## WORK REQUEST
Return, in their exact form, the lines that lie between the start of the data below and the line containing "Target: string light", with both ends included.

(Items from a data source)

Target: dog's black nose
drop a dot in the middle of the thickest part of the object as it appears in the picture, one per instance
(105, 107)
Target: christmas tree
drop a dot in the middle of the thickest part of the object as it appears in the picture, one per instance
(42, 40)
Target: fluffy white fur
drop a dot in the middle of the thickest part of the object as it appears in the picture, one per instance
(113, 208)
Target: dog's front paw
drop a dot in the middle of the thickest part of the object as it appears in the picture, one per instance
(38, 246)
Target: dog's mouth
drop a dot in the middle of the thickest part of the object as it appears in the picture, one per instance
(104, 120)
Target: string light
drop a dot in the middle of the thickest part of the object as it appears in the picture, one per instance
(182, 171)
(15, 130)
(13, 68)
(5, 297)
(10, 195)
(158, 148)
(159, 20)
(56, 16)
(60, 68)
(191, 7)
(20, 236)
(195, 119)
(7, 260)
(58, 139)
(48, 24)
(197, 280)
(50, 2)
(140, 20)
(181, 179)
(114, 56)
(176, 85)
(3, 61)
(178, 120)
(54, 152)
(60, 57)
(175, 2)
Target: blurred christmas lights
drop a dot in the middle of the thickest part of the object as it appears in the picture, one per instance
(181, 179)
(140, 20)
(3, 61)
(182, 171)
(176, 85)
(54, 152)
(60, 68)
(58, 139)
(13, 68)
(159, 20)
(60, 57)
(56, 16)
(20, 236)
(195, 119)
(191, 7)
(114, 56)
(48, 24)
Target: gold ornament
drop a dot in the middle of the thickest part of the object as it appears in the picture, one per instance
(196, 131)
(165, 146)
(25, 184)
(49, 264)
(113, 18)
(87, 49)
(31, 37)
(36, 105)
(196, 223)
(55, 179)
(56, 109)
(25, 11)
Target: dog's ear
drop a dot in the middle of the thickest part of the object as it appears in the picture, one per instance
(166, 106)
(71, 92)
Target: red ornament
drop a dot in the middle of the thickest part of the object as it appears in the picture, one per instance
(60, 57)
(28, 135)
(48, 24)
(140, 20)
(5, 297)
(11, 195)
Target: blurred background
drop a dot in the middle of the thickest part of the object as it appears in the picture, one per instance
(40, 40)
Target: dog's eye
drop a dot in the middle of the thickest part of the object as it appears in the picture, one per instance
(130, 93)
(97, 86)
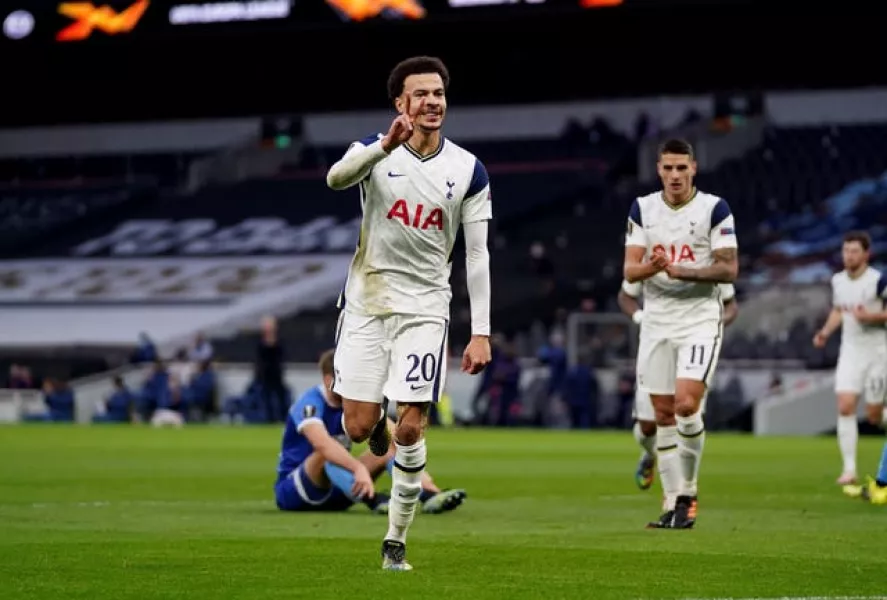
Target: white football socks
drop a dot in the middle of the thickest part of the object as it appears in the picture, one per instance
(848, 438)
(668, 463)
(647, 443)
(691, 441)
(409, 462)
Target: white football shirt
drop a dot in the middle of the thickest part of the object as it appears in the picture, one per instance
(412, 209)
(689, 234)
(868, 290)
(728, 291)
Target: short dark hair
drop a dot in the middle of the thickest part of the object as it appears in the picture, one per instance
(326, 363)
(415, 66)
(864, 239)
(677, 146)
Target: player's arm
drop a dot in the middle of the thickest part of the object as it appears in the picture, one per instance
(724, 251)
(628, 301)
(874, 318)
(477, 210)
(357, 163)
(635, 268)
(832, 322)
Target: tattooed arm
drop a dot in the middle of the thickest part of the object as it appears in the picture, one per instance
(724, 269)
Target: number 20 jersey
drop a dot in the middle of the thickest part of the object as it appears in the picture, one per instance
(689, 234)
(412, 208)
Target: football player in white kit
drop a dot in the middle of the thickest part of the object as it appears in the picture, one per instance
(416, 189)
(645, 419)
(858, 295)
(681, 243)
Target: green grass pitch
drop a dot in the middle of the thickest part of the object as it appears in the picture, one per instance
(134, 513)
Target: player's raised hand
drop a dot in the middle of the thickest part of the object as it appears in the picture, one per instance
(402, 126)
(864, 316)
(659, 259)
(363, 484)
(477, 355)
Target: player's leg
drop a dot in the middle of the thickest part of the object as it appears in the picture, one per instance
(645, 434)
(876, 391)
(307, 488)
(877, 488)
(656, 368)
(433, 499)
(697, 362)
(361, 367)
(849, 384)
(416, 379)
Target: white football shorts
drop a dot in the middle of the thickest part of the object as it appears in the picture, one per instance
(664, 359)
(401, 357)
(864, 373)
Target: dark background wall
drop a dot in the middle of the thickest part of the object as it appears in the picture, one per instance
(315, 61)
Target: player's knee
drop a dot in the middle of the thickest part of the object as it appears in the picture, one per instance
(648, 428)
(664, 418)
(846, 405)
(686, 405)
(358, 429)
(408, 433)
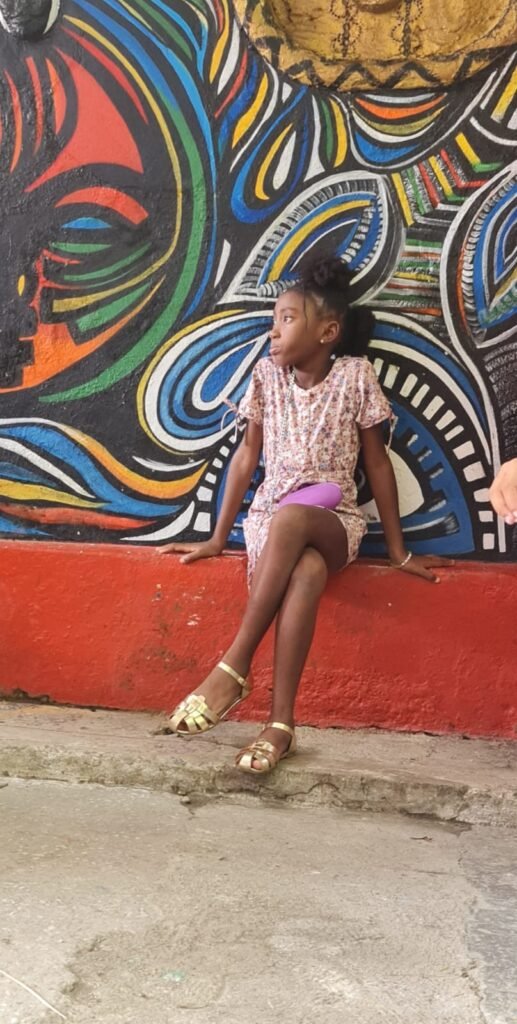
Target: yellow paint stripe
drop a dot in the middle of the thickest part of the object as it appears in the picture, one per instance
(259, 188)
(248, 119)
(505, 99)
(221, 43)
(440, 175)
(137, 482)
(301, 235)
(342, 143)
(140, 394)
(414, 275)
(35, 493)
(402, 199)
(466, 148)
(88, 30)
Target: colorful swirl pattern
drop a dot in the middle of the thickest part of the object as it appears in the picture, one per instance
(160, 179)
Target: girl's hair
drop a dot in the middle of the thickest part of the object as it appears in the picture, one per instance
(328, 281)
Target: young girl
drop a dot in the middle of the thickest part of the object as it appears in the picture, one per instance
(310, 406)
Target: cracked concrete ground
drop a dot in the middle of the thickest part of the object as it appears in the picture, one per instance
(128, 906)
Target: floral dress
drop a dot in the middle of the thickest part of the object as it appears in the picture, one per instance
(321, 441)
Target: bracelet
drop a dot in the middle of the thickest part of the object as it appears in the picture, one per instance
(400, 565)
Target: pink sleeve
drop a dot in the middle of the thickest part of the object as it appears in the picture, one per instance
(252, 404)
(374, 407)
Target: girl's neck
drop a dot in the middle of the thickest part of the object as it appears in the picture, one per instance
(308, 376)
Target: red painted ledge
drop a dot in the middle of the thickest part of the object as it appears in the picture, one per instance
(129, 628)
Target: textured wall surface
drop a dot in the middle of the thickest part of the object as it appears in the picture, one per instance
(137, 630)
(155, 172)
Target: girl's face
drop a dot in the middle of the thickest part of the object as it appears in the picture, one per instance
(300, 332)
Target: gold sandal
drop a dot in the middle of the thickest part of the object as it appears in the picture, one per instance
(265, 753)
(196, 716)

## OUTPUT OF THE EXERCISE
Target: dog's black nose
drop a dot in the middle of the thickest part of the object as it appears in the picture, one per instance
(105, 107)
Target: christmas tree
drop a dot in the middle of the thickest part of the object as it appears in the picture, one per instance
(42, 40)
Target: fluffy white fur
drop a dot in the middle of the thickest part of the object as it appears in the picture, one per instance
(113, 208)
Target: dog's front paw
drop a dot in the middle of the thickest part of the object as it appears in the picture, one per instance
(38, 246)
Target: dog's mouth
drop a dot in the middle of the thickest part of the object as it appears in the picture, one per instance
(104, 120)
Target: string light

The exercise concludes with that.